## WRITTEN TASK
Reproduce the following material verbatim, line by line, with no changes.

## RECORDS SUPPLIED
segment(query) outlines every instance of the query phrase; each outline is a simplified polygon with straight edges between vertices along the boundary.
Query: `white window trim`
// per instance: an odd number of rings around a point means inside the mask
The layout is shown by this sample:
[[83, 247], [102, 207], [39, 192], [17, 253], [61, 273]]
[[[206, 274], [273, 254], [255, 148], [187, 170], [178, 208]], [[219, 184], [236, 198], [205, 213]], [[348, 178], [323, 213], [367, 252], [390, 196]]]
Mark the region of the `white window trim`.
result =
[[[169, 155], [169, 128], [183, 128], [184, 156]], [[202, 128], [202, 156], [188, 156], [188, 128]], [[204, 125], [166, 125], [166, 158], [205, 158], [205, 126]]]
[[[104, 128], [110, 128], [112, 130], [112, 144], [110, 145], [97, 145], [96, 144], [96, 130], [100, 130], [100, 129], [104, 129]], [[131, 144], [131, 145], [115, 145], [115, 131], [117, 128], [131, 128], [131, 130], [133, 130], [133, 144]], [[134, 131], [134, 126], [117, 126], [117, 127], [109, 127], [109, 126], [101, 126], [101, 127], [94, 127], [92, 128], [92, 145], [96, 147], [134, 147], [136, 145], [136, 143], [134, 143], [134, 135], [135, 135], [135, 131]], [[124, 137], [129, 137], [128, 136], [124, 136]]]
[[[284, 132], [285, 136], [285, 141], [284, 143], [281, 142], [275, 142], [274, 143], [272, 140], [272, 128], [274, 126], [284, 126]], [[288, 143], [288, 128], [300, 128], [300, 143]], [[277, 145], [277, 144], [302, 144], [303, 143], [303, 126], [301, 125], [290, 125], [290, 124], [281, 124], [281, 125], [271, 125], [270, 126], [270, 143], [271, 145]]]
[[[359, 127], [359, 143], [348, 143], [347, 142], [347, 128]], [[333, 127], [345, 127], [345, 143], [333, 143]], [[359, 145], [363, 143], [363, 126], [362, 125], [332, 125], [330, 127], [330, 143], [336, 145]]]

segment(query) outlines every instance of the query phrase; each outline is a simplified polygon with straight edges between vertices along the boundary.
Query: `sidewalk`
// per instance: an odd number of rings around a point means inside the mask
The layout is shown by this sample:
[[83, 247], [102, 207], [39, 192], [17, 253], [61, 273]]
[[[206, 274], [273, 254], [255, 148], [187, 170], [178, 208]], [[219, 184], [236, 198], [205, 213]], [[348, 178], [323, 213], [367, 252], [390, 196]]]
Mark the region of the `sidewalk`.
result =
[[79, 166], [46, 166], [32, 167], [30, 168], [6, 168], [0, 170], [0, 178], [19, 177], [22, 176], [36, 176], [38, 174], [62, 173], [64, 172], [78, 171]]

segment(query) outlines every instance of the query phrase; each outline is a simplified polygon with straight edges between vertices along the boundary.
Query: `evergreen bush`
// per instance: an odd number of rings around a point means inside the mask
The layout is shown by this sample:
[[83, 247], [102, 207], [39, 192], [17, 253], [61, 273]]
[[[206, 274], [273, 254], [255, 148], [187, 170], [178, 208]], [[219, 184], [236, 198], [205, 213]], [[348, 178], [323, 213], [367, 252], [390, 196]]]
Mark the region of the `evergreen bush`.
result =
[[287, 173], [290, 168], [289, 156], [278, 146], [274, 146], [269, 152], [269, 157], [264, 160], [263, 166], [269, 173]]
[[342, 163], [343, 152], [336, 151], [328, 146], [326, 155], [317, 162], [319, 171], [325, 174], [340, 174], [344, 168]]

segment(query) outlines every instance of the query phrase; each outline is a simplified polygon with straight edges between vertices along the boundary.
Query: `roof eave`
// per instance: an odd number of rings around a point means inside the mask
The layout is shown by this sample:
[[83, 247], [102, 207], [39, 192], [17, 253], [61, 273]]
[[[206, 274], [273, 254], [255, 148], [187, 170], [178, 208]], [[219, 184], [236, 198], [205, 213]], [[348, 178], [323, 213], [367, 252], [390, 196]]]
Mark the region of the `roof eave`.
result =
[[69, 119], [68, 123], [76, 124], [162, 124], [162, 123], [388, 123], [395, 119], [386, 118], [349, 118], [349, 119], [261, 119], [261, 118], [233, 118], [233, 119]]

## ANSWER TO THIS TASK
segment(query) outlines every instance of the query phrase; each outline is a simplified polygon with straight edges between vertices along the boundary.
Query: `white window trim`
// per instance: an odd number of rings around a point means inside the mask
The layout is shown by this sample:
[[83, 247], [102, 207], [39, 192], [17, 253], [61, 273]]
[[[206, 274], [273, 254], [255, 148], [187, 170], [178, 208]], [[219, 184], [236, 198], [205, 213]], [[348, 178], [323, 213], [367, 252], [390, 196]]]
Mark the region of the `white window trim`.
result =
[[[169, 155], [169, 128], [183, 128], [184, 156]], [[202, 128], [202, 156], [188, 156], [188, 128]], [[204, 125], [166, 125], [166, 158], [205, 158], [205, 126]]]
[[[104, 128], [110, 128], [112, 130], [112, 144], [110, 145], [97, 145], [96, 144], [96, 130], [100, 130], [100, 129], [104, 129]], [[131, 144], [131, 145], [115, 145], [115, 131], [117, 128], [131, 128], [131, 130], [133, 130], [133, 144]], [[134, 131], [134, 126], [117, 126], [117, 127], [109, 127], [109, 126], [101, 126], [101, 127], [94, 127], [92, 128], [92, 145], [96, 147], [134, 147], [136, 145], [136, 143], [134, 143], [134, 135], [135, 135], [135, 131]], [[124, 137], [129, 137], [128, 136], [124, 136]]]
[[[284, 132], [285, 136], [285, 141], [284, 143], [281, 142], [275, 142], [274, 143], [272, 140], [272, 128], [274, 126], [284, 126]], [[288, 143], [288, 128], [300, 128], [300, 143]], [[277, 145], [277, 144], [302, 144], [303, 143], [303, 126], [301, 125], [290, 125], [290, 124], [281, 124], [281, 125], [271, 125], [270, 126], [270, 143], [271, 145]]]
[[[359, 127], [359, 143], [348, 143], [347, 142], [347, 128]], [[333, 127], [345, 127], [345, 143], [333, 143]], [[359, 145], [363, 143], [363, 126], [362, 125], [332, 125], [330, 127], [330, 143], [336, 145]]]

segment(query) outlines every instance of the query phrase; each outline is a simplified polygon with straight edges between vertices along the boundary.
Query: `sidewalk`
// per instance: an odd number of rings around a point means inside the mask
The layout is shown by this sample:
[[83, 247], [102, 207], [39, 192], [17, 253], [61, 273]]
[[[206, 274], [273, 254], [255, 148], [187, 170], [178, 208]], [[219, 184], [236, 198], [205, 213]], [[348, 178], [323, 213], [367, 252], [390, 196]]]
Mark the region of the `sidewalk`.
result =
[[79, 166], [46, 166], [32, 167], [30, 168], [6, 168], [0, 170], [0, 178], [19, 177], [22, 176], [36, 176], [38, 174], [62, 173], [64, 172], [78, 171]]

segment(query) outlines every instance of the query phrase; each outline is a simplified polygon with straight edges between vertices along the boundary.
Query: `evergreen bush`
// per instance: an odd number of rings around a point means inside the mask
The layout is shown by this sample:
[[83, 247], [102, 207], [39, 192], [17, 253], [61, 273]]
[[[206, 274], [273, 254], [255, 148], [187, 170], [178, 208]], [[219, 184], [236, 198], [205, 213]], [[348, 178], [323, 213], [367, 252], [390, 196]]]
Mark the region of the `evergreen bush`.
result =
[[287, 173], [290, 168], [289, 156], [278, 146], [274, 146], [269, 152], [269, 157], [264, 160], [263, 166], [269, 173]]
[[342, 163], [343, 152], [336, 151], [328, 146], [326, 155], [317, 162], [319, 171], [325, 174], [340, 174], [344, 168]]

segment(query) outlines every instance of the query phrase; each outline is a simplified polygon with straight edges between vertices along the boundary.
Query: `roof eave`
// per instance: an odd number of rings around a point means inside the mask
The layout is shown by this sample:
[[83, 247], [102, 207], [39, 192], [17, 253], [61, 273]]
[[[206, 274], [273, 254], [255, 148], [187, 170], [178, 208]], [[219, 184], [236, 198], [205, 213]], [[348, 178], [323, 213], [367, 252], [390, 196]]]
Mark the region of the `roof eave`.
result =
[[69, 119], [68, 123], [76, 124], [162, 124], [162, 123], [388, 123], [395, 119], [386, 118], [349, 118], [349, 119], [261, 119], [261, 118], [233, 118], [233, 119]]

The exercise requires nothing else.